THE EXERCISE
Update the lines from the one containing "Can you find the glass" through the one containing "Can you find the shop" by swapping "Drop" for "Place", with nothing else altered. Return only those lines.

MATERIAL FOR THIS EXERCISE
● ● ● ●

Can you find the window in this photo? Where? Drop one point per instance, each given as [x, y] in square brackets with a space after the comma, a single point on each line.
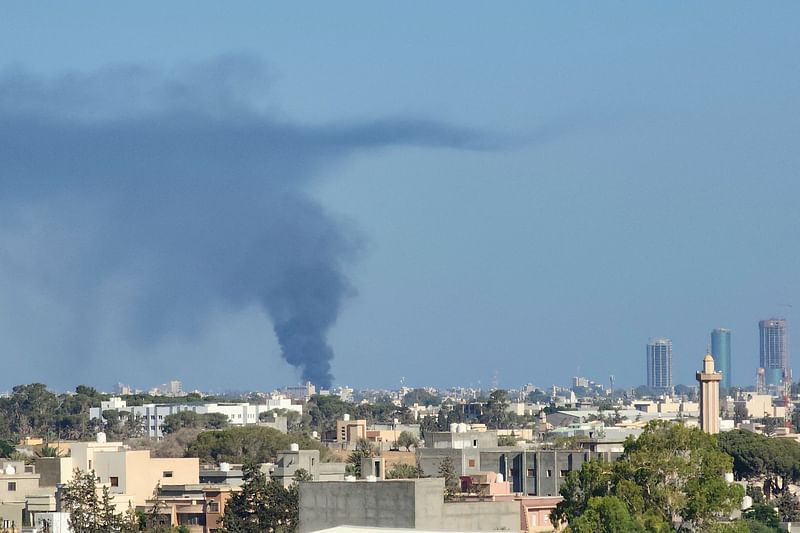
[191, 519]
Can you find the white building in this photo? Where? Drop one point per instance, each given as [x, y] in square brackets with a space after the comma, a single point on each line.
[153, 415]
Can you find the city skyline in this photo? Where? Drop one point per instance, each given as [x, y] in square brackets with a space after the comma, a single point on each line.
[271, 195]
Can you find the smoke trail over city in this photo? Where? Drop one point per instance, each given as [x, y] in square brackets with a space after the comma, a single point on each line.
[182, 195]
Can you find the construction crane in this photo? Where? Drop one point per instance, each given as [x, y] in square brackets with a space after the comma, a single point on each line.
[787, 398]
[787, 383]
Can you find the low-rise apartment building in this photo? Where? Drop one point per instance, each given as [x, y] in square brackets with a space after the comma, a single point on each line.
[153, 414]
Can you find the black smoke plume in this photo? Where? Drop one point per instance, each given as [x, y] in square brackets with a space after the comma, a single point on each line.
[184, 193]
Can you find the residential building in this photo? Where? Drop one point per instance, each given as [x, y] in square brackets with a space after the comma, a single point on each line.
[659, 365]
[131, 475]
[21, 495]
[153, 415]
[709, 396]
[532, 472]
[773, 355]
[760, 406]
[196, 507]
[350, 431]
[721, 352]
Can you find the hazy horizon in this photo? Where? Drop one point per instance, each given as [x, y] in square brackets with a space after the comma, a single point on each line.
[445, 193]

● ● ● ●

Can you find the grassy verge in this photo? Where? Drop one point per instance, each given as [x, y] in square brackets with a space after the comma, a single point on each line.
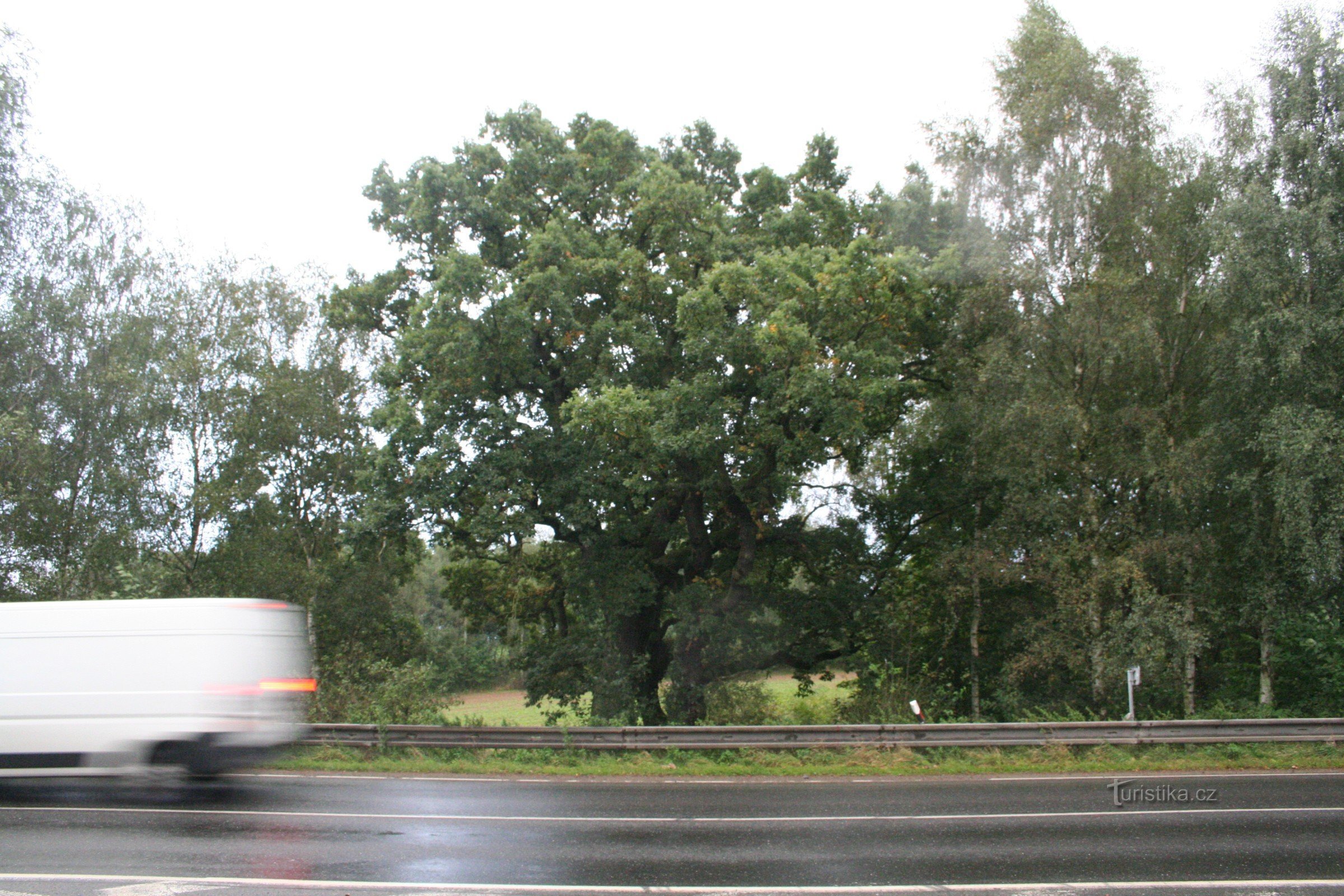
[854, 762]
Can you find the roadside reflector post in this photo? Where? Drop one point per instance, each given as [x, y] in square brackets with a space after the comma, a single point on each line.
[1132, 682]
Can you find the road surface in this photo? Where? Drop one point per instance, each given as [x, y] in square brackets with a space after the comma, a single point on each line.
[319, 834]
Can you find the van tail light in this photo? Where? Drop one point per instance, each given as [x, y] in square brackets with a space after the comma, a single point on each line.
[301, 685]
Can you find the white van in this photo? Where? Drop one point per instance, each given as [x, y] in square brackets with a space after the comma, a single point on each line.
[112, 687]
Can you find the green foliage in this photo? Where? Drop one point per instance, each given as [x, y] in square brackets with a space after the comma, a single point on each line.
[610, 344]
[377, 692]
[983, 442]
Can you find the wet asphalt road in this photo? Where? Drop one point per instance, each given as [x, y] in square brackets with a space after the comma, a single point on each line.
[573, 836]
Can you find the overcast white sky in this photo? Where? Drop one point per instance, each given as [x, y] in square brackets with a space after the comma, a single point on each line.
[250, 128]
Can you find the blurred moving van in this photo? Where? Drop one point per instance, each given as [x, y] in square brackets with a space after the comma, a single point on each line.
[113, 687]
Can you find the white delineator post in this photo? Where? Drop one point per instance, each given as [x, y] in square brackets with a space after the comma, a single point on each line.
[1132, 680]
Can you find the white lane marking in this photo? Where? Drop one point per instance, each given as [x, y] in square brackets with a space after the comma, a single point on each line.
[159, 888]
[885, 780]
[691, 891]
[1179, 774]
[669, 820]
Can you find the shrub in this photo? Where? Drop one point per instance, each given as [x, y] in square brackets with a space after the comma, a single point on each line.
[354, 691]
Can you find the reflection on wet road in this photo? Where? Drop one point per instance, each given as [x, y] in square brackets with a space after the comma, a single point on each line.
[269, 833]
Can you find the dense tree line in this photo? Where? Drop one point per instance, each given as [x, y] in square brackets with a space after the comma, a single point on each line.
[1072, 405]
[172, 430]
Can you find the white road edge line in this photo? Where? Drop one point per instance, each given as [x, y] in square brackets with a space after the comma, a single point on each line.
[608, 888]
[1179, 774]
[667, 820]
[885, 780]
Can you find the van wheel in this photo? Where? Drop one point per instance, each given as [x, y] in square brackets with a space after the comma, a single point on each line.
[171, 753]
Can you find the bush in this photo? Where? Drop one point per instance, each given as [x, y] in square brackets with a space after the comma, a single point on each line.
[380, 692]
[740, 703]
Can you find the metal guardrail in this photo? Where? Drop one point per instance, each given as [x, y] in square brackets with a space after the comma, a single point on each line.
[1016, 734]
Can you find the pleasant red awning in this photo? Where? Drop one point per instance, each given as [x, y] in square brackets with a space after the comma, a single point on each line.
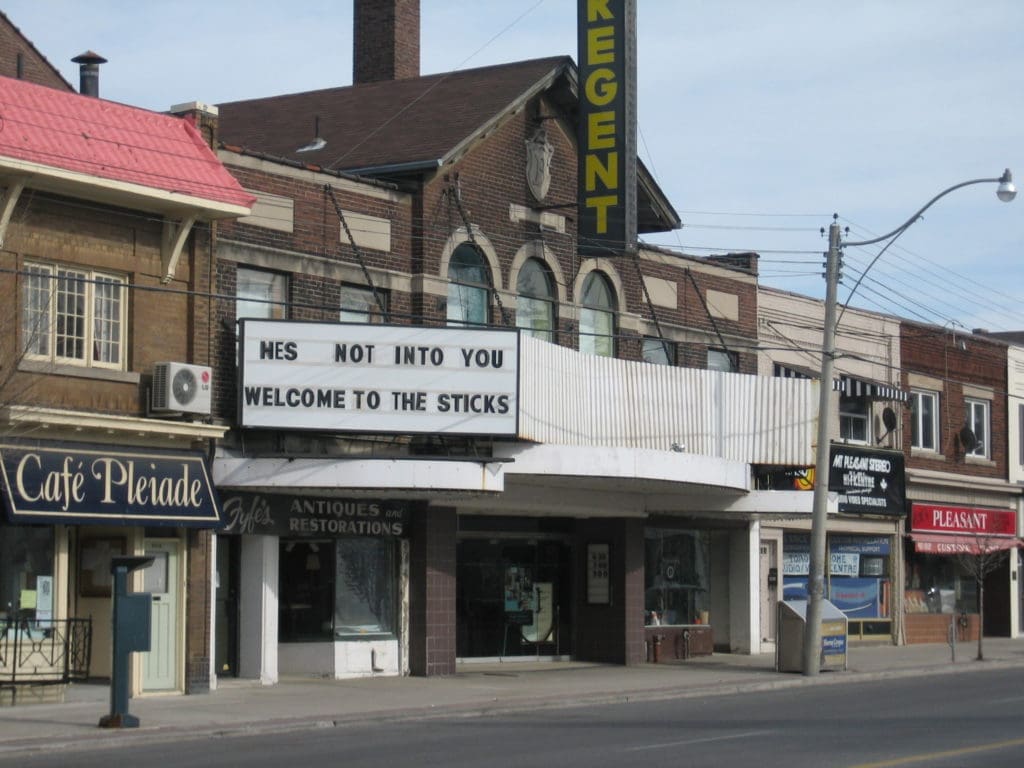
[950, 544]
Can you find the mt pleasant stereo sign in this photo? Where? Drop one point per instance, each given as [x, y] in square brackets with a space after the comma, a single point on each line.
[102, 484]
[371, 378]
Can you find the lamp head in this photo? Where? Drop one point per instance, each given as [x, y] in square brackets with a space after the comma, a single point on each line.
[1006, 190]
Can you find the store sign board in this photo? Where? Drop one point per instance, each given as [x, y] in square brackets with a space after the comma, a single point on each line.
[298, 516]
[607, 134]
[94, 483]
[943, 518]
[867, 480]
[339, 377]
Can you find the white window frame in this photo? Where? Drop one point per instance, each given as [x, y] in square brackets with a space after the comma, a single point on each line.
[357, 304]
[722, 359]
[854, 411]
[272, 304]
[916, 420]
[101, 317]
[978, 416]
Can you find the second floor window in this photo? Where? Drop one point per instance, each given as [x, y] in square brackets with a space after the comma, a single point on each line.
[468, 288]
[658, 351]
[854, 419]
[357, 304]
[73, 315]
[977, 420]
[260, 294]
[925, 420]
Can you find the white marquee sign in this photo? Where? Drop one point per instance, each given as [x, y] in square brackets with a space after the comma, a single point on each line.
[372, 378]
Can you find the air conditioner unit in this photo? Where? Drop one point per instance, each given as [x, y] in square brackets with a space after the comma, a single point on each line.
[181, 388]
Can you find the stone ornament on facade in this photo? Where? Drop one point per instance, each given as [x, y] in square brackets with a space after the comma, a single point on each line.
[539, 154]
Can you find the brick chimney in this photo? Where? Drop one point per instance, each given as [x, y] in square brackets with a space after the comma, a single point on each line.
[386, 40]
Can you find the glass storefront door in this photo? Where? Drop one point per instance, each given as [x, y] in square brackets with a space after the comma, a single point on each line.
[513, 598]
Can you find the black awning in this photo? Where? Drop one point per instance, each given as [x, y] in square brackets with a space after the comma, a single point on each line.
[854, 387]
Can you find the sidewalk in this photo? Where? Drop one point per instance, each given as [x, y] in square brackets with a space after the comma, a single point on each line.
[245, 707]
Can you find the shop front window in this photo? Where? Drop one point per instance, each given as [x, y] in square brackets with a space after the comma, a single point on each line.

● ● ● ●

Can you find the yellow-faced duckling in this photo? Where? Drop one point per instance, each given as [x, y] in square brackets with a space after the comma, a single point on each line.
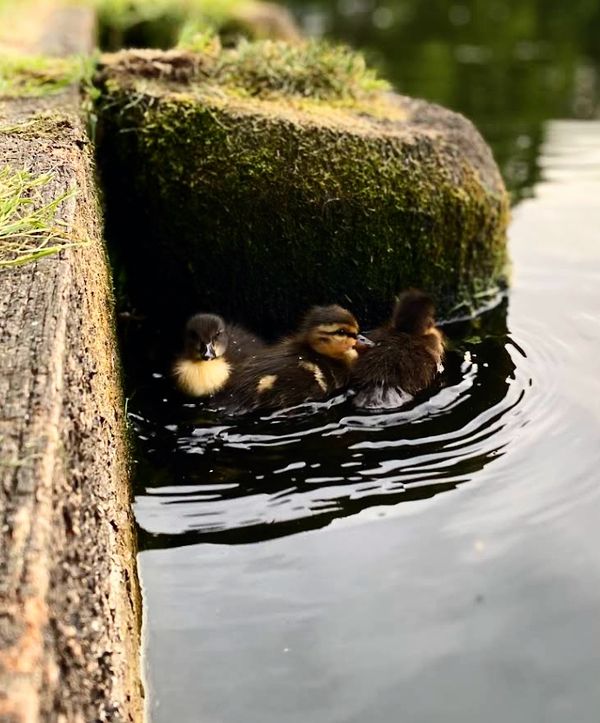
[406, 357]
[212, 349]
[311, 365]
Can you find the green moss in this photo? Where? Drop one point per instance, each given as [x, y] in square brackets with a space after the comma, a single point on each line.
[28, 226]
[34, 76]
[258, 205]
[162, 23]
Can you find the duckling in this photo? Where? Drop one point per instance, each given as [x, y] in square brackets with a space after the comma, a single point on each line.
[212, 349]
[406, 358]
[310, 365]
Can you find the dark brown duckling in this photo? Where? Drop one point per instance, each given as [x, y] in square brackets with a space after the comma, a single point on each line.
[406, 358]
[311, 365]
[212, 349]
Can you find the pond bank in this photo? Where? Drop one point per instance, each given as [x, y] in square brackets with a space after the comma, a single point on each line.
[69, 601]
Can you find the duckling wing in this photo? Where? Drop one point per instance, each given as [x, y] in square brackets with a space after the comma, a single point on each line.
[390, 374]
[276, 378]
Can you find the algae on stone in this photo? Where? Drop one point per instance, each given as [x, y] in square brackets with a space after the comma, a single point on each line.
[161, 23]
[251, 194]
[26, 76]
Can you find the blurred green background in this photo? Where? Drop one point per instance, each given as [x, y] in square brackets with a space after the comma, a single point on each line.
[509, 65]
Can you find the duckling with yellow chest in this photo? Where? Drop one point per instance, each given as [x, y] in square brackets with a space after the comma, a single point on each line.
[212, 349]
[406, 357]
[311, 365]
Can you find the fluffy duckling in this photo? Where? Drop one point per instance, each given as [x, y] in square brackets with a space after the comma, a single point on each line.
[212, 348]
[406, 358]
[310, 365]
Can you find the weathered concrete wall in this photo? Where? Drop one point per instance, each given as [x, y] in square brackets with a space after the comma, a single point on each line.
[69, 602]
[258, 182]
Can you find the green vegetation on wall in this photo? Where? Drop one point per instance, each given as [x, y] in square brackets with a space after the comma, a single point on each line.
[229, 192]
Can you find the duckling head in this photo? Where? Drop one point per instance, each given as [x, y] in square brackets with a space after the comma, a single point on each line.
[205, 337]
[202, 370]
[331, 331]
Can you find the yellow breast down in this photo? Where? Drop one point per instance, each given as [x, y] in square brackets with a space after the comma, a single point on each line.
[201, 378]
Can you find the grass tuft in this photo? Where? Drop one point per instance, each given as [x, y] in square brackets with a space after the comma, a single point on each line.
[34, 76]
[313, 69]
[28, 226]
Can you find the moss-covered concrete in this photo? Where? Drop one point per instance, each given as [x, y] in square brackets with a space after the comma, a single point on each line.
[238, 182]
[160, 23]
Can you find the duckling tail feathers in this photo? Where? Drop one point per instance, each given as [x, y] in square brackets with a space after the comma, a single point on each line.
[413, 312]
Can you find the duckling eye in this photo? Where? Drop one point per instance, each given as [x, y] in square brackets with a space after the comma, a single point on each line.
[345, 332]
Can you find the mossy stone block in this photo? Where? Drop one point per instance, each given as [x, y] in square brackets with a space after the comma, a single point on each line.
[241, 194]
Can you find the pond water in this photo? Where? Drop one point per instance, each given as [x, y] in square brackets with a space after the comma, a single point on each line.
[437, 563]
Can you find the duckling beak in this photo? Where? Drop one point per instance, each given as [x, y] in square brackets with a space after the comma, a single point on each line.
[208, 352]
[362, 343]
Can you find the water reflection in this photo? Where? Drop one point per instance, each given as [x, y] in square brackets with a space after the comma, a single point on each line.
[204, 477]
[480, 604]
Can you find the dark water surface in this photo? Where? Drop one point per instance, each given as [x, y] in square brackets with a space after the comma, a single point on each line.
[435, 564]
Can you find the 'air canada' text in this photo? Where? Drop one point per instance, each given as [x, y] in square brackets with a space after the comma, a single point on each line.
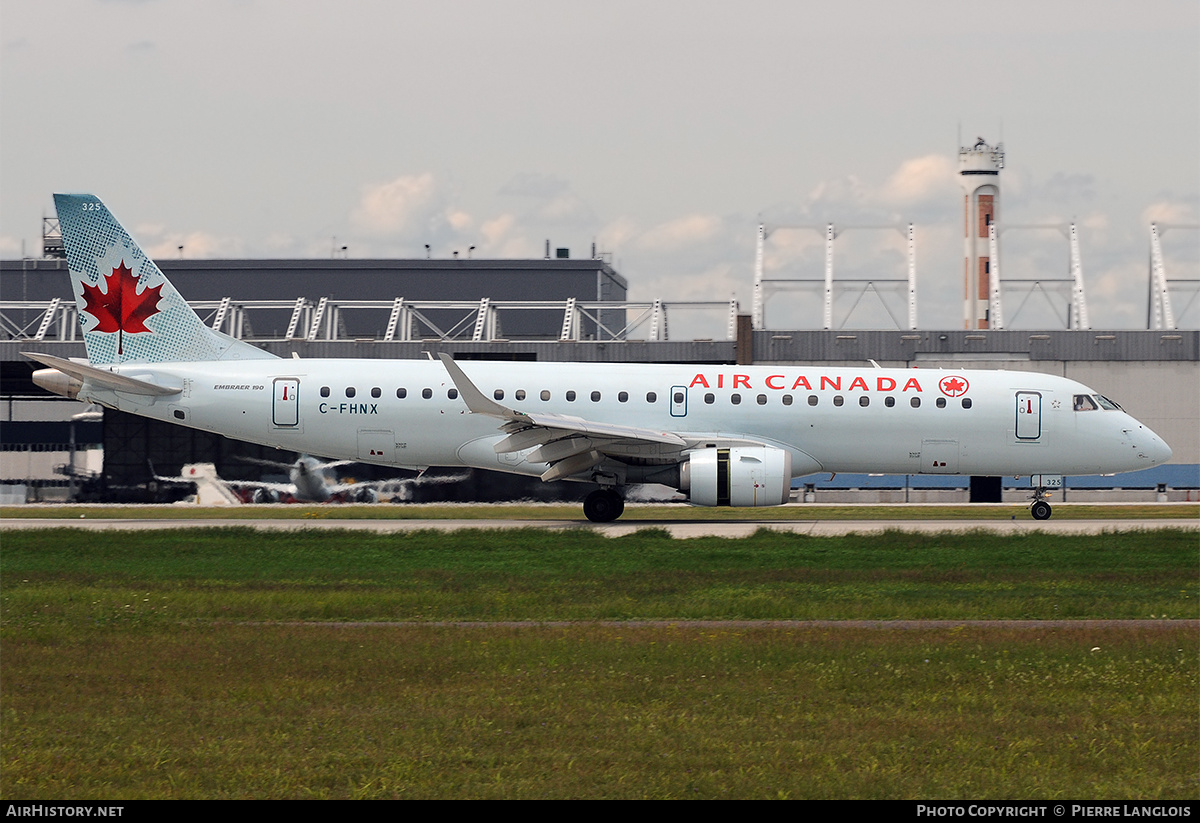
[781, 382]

● ● ● ●

WORKED ANSWER
Can you find the glass storefront door in this photo? Where? Place one point per instance, each given as [x, y] in square brackets with a space after the comma, a single point on each line.
[513, 598]
Can you find the black awning in this photo? Where? Place one point per instance, each given as [x, y] in square brackets with a space after the comma, a single point on each line.
[854, 387]
Can you find the sidewalk in this photo? Where? Place one point per instance, each given as [x, y] in square brackets with a space after the comma, a single point on each line.
[245, 707]
Can you find the shop front window in this photo? Where? Place one point per instance, each given as [x, y] in square brackets with a space after the comma, a single point on each line.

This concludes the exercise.